**依頼文 1**
バイエルンの育成に関する文章のうち、「中学生・高校生を狙うのなら、」から「して練習に取り組んでもらう。」までを、両端を含めてそのまま書き写してください。
**依頼文 2**
バイエルンの育成に関する文章の続きを、最後の文の次から書き継ぐこと。

**表示テキスト**

++++++

ただし、ここで1つ疑問がある。FIFAは18歳未満の国際移籍を原則禁止しており、日本の中学生・高校生はバイエルンに加入できない。正確には例外条項があり、親の転勤でミュンヘン近郊に家族で住むことになれば加入できるが、かなり稀なケースだろう。過去には“抜け道”の使用も容認されていたが、最近は取り締まりが厳しくなっている。
中学生・高校生を狙うのなら、この問題をどう解決するのか? バイエルンは“短期留学”の活用を考えている。
「たとえば夏休みや冬休みにバイエルンの育成部の練習に招待し、日本と欧州のサッカーそのものの差や違いを肌で感じてもらう。そこで得たものを日本に持ち帰ってもらい、成長のために継続してさらに高みを目指して練習に取り組んでもらう。
中高生年代で交流すると、言語を勉強しなきゃ、文化の違いってなんだろう、この国のサッカーはどんなスタイルだろう、サッカーとは何だろう、と自分自身で考えられる。気づきは早いほどいい。そして18歳になったときに力がついていたら、バイエルンに正式に来てもらう。すでにFCダラスとそういう取り組みを始めています」

++++++

**保存データ**
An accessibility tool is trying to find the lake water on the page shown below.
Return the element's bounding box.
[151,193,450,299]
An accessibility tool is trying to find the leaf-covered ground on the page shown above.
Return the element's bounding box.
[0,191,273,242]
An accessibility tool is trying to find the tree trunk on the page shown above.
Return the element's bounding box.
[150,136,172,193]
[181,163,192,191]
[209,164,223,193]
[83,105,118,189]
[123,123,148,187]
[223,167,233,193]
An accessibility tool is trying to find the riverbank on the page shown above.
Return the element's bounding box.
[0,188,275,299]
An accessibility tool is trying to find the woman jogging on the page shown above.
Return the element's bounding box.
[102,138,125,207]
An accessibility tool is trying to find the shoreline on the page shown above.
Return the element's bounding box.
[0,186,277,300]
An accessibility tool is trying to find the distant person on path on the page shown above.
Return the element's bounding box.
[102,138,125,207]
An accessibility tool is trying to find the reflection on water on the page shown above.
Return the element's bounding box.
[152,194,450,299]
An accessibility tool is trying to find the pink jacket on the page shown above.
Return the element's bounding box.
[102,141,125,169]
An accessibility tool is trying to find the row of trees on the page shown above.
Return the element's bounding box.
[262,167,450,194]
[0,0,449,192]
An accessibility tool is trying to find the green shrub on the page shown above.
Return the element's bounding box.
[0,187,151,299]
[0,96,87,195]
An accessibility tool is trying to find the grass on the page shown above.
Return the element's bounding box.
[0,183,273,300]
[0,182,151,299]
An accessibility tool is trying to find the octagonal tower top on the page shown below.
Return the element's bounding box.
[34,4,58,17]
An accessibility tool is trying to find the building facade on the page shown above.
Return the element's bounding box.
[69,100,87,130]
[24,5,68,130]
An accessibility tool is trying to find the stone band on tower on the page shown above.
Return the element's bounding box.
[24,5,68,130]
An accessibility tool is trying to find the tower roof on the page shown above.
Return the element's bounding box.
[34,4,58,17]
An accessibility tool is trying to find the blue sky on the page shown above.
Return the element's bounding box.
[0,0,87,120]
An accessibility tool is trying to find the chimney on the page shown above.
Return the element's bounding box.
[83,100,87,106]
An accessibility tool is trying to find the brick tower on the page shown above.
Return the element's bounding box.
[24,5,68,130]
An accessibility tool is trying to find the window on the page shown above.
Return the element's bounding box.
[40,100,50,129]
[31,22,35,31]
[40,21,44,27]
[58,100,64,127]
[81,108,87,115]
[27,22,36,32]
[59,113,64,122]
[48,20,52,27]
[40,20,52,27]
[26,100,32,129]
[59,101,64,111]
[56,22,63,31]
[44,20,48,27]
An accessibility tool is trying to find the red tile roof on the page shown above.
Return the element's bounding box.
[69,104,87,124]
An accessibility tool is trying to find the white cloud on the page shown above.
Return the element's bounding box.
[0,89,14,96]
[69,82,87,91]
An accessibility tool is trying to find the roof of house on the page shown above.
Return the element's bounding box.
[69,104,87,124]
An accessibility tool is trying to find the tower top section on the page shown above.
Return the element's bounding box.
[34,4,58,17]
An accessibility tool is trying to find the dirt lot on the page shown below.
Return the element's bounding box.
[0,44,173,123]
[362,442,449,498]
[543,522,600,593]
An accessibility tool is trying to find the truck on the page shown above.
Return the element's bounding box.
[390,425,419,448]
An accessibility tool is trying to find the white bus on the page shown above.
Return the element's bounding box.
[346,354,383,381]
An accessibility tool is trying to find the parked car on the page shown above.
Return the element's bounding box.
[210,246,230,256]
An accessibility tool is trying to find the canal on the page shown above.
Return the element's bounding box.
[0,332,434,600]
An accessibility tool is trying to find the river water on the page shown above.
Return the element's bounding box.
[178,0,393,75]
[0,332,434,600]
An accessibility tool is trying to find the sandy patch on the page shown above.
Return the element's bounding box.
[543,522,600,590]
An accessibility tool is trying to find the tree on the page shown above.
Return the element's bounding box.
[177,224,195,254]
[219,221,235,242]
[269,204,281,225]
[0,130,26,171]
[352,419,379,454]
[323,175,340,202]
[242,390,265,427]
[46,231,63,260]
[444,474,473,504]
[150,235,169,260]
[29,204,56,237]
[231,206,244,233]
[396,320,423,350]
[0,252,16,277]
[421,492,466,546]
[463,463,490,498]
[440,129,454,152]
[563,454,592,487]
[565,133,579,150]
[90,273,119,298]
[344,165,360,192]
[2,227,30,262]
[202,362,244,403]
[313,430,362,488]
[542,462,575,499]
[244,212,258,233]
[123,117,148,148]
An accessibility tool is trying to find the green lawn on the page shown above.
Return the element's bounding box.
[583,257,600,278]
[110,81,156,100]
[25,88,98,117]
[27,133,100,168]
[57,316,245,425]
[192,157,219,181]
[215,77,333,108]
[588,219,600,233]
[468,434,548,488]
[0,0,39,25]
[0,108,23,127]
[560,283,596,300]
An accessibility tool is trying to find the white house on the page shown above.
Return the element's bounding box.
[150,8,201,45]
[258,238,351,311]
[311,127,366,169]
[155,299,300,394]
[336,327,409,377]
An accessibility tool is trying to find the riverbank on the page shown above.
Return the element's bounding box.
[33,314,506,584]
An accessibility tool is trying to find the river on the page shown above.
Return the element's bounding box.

++++++

**課題の出力 1**
中学生・高校生を狙うのなら、この問題をどう解決するのか? バイエルンは“短期留学”の活用を考えている。
「たとえば夏休みや冬休みにバイエルンの育成部の練習に招待し、日本と欧州のサッカーそのものの差や違いを肌で感じてもらう。そこで得たものを日本に持ち帰ってもらい、成長のために継続してさらに高みを目指して練習に取り組んでもらう。

**課題の出力 2**
アメリカのクラブと結んだ強固な提携。
2018年2月、バイエルンはメジャーリーグサッカー(MLS)のFCダラスと提携を結んだ。その3カ月後、ダラス所属のDFクリス・リチャーズ(当時18歳)ら2選手がバイエルンU19の練習に10日間参加した。
バイエルンは身長188cmのリチャーズを評価し、同年7月、1年間のローンでバイエルンU-19に呼び寄せた。リチャーズは期待通りの成長を見せ、2019年1月、移籍金150万ドルでバイエルンへ完全移籍。現在バイエルンII(ドイツ3部)に所属し、今年1月にはトップの合宿に参加した。
また、リチャーズの完全移籍と同じタイミングで、バイエルンはMLSのレアル・ソルトレイクからMFテイラー・ブース(当時17歳。アメリカとイタリアの二重国籍)を獲得した。バイエルンU-19の主力として“ユース版CL”(UEFAユースリーグ)で大活躍し、トッテナムがリストアップした逸材だ。
FCダラスから10代の選手が定期的にバイエルンに“短期留学”しており、彼らに続く選手がどんどん出てくるだろう。